ZADANIE A:
Podaj wszystkie wiersze zawierające słowo „tint”. Wielkość liter ma znaczenie.

FRAGMENT DOKUMENTU:
# # #
Media lokalne nie mają łatwo. Chcąc utrzymać się na rynku muszą lawirować pomiędzy zupełną niezależnością a utrzymywaniem się z ogłoszeń i reklam od urzędu miejskiego i spółek komunalnych. Z drugiej strony muszą konkurować z magazynem samorządowym (wideo) wydawanym przez magistrat, co prowadzi do zaburzenia rynku. Nikt nie jest w stanie osiągnąć takiego poziomu finansowania i prowadzenia mediów jak urząd, który do promocji i redakcji magazynu korzysta z pieniędzy mieszkańców i pracy urzędników. Należy postawić znak zapytania, czy wydawanie magazynu (do niedawna także bezpłatnej gazety) realizuje konieczność informowania mieszkańców o działalności gminy czy jest zwyczajnym tworzeniem materiałów medialnych. Trudno też przypisywać redakcji magazynu pełną rzetelność i utrzymywanie standardów skoro podlega ona przedstawicielom lokalnej władzy lub jest przez nią opłacana.
# # #
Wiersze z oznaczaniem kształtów
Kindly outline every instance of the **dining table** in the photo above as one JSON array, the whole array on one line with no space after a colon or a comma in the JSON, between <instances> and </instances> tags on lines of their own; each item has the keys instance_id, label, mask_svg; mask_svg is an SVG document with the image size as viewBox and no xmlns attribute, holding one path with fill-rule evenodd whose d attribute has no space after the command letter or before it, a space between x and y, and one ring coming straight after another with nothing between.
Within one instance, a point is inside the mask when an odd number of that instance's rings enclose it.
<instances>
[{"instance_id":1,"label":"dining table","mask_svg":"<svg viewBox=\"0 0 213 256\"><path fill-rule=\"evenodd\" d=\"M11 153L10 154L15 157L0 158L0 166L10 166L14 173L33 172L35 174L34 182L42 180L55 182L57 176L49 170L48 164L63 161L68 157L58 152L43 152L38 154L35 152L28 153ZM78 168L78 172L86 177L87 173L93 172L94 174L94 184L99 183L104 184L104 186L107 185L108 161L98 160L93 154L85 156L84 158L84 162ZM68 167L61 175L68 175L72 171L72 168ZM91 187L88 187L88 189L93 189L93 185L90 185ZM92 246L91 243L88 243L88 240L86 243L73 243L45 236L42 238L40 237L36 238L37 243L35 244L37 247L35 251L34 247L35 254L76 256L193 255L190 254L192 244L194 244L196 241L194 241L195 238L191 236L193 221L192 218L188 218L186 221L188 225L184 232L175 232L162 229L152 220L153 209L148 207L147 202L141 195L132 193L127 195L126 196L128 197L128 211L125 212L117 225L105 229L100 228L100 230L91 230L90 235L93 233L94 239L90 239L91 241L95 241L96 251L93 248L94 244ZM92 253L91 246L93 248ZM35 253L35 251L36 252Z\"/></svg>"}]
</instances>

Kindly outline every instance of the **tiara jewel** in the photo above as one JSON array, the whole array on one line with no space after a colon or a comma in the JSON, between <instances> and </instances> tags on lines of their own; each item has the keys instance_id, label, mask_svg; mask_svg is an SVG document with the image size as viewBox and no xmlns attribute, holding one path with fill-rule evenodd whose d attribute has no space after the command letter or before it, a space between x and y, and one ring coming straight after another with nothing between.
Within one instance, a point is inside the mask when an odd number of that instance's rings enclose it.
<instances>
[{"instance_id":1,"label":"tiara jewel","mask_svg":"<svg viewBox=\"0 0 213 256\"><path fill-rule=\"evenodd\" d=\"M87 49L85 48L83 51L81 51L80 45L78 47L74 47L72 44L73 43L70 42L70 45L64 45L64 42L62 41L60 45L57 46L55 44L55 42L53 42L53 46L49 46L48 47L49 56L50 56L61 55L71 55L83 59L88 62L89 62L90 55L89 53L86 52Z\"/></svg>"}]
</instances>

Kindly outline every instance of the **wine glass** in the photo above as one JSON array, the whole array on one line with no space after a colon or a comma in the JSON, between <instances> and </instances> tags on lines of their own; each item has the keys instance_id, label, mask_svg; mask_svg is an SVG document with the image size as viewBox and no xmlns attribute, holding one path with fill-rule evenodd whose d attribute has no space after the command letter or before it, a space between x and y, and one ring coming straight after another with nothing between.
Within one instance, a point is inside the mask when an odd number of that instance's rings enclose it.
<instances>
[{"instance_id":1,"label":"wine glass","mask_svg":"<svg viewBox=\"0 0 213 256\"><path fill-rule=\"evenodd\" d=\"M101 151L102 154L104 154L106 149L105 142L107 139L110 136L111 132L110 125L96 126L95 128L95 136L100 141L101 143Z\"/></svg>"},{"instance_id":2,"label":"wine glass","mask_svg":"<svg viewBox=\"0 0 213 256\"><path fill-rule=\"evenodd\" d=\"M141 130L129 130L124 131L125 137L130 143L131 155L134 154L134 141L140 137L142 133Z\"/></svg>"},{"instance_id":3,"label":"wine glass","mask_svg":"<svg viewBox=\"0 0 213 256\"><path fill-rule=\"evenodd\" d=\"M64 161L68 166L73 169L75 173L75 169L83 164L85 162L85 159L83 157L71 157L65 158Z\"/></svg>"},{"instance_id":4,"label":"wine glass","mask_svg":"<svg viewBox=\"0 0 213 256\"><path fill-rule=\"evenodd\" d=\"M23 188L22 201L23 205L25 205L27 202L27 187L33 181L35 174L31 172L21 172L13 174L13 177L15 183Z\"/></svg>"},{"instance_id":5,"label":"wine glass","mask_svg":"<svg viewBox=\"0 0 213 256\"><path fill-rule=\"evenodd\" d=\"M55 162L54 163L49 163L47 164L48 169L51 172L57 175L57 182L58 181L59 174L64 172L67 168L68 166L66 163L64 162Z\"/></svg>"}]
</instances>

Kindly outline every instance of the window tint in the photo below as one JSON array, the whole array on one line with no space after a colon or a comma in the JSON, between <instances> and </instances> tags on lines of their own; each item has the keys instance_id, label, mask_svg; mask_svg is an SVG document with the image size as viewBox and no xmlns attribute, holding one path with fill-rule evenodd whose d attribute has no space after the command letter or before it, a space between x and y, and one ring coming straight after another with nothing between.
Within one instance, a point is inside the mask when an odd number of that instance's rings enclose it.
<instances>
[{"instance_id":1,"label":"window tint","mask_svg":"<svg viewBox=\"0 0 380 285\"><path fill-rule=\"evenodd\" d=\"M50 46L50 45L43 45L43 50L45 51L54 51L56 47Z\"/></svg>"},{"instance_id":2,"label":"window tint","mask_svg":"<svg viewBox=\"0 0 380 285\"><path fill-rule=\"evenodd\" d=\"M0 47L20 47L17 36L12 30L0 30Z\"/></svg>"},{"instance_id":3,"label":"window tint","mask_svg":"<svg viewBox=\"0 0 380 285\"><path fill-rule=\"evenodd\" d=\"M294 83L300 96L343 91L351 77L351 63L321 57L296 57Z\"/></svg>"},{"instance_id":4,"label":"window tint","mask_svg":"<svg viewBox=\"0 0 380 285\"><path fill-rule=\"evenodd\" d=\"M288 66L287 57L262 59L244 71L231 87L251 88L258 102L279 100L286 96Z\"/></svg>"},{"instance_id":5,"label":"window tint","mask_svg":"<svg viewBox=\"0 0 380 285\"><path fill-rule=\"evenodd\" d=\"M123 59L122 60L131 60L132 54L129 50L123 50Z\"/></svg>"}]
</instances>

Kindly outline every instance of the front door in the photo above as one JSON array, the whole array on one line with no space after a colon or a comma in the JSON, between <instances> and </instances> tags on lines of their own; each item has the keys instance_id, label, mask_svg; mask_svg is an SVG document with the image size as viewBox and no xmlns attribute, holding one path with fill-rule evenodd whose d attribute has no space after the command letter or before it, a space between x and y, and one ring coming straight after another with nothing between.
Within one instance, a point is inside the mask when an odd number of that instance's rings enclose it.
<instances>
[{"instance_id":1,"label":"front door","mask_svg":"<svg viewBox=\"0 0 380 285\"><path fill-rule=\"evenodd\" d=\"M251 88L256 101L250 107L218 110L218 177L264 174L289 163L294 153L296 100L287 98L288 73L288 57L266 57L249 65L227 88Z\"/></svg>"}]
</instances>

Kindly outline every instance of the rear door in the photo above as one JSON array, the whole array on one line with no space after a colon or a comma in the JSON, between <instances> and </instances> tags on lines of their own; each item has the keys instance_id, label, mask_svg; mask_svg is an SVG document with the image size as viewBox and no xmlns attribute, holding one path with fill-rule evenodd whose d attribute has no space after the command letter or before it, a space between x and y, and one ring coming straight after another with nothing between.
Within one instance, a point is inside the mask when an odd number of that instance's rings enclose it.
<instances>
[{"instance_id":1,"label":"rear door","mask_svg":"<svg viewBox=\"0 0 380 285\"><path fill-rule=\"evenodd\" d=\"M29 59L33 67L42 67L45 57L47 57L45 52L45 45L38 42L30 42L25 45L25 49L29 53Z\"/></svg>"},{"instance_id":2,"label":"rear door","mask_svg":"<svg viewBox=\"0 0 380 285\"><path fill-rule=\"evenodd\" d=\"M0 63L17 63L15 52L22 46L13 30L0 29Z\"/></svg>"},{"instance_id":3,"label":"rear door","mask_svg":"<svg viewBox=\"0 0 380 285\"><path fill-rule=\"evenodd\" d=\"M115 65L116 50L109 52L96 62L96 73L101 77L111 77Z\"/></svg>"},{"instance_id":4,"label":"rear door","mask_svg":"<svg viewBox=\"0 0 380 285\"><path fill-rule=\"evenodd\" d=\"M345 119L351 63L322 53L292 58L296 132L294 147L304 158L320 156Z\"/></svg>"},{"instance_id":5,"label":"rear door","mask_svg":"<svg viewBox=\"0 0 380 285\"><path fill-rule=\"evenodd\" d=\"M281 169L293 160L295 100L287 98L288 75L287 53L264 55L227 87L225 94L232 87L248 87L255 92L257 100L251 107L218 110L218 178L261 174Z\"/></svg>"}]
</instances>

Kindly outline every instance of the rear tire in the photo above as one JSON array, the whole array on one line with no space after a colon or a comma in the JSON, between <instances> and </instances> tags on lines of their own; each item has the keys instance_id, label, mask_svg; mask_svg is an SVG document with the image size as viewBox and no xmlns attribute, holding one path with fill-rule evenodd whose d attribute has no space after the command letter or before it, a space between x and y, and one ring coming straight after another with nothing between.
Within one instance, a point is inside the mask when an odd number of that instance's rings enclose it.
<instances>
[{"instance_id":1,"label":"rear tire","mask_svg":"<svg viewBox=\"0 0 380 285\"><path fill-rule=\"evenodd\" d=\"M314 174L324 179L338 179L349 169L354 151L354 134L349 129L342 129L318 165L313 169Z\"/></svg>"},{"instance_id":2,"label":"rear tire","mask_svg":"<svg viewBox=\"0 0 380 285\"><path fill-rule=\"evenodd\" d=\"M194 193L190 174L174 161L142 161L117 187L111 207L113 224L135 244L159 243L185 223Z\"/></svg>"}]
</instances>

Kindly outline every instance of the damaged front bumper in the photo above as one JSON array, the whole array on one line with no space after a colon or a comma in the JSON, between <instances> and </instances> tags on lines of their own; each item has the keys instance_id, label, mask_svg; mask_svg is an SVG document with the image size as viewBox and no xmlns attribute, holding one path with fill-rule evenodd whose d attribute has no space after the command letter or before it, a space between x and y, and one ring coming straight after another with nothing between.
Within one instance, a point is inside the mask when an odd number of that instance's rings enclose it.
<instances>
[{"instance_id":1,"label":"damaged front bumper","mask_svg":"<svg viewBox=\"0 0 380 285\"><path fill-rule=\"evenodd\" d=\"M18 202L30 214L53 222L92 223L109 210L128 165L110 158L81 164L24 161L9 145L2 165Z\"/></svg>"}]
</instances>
# # #
ZADANIE B:
Czy poniższe stwierdzenia zgadzają się z tekstem o mediach lokalnych? Przy każdym odpowiedz „tak” lub „nie” i przytocz rozstrzygające słowa tekstu.
(i) Magazyn samorządowy wydaje magistrat.
(ii) Urząd nadal wydaje bezpłatną gazetę.
(iii) Tekst przypisuje redakcji magazynu pełną rzetelność.

ROZWIĄZANIE A:
Kindly outline every instance of the window tint in the photo below as one JSON array, the whole array on one line with no space after a colon or a comma in the JSON, between <instances> and </instances> tags on lines of their own; each item has the keys instance_id, label, mask_svg; mask_svg is an SVG document with the image size as viewBox and no xmlns attribute, holding one path with fill-rule evenodd whose d attribute has no space after the command letter or before it, a space between x and y, and one ring coming straight after another with nothing between.
[{"instance_id":1,"label":"window tint","mask_svg":"<svg viewBox=\"0 0 380 285\"><path fill-rule=\"evenodd\" d=\"M50 46L50 45L43 45L43 50L45 51L54 51L56 47Z\"/></svg>"},{"instance_id":2,"label":"window tint","mask_svg":"<svg viewBox=\"0 0 380 285\"><path fill-rule=\"evenodd\" d=\"M0 47L20 47L17 36L12 30L0 30Z\"/></svg>"},{"instance_id":3,"label":"window tint","mask_svg":"<svg viewBox=\"0 0 380 285\"><path fill-rule=\"evenodd\" d=\"M294 83L300 96L343 91L351 77L351 63L321 57L296 57Z\"/></svg>"},{"instance_id":4,"label":"window tint","mask_svg":"<svg viewBox=\"0 0 380 285\"><path fill-rule=\"evenodd\" d=\"M288 66L287 57L262 59L244 71L231 87L251 88L258 102L279 100L286 96Z\"/></svg>"},{"instance_id":5,"label":"window tint","mask_svg":"<svg viewBox=\"0 0 380 285\"><path fill-rule=\"evenodd\" d=\"M123 59L122 60L131 60L132 54L129 50L123 50Z\"/></svg>"}]

ROZWIĄZANIE B:
(i) Tak: „magazynem samorządowym (wideo) wydawanym przez magistrat”.
(ii) Nie: „do niedawna także bezpłatnej gazety”.
(iii) Nie: „Trudno też przypisywać redakcji magazynu pełną rzetelność”.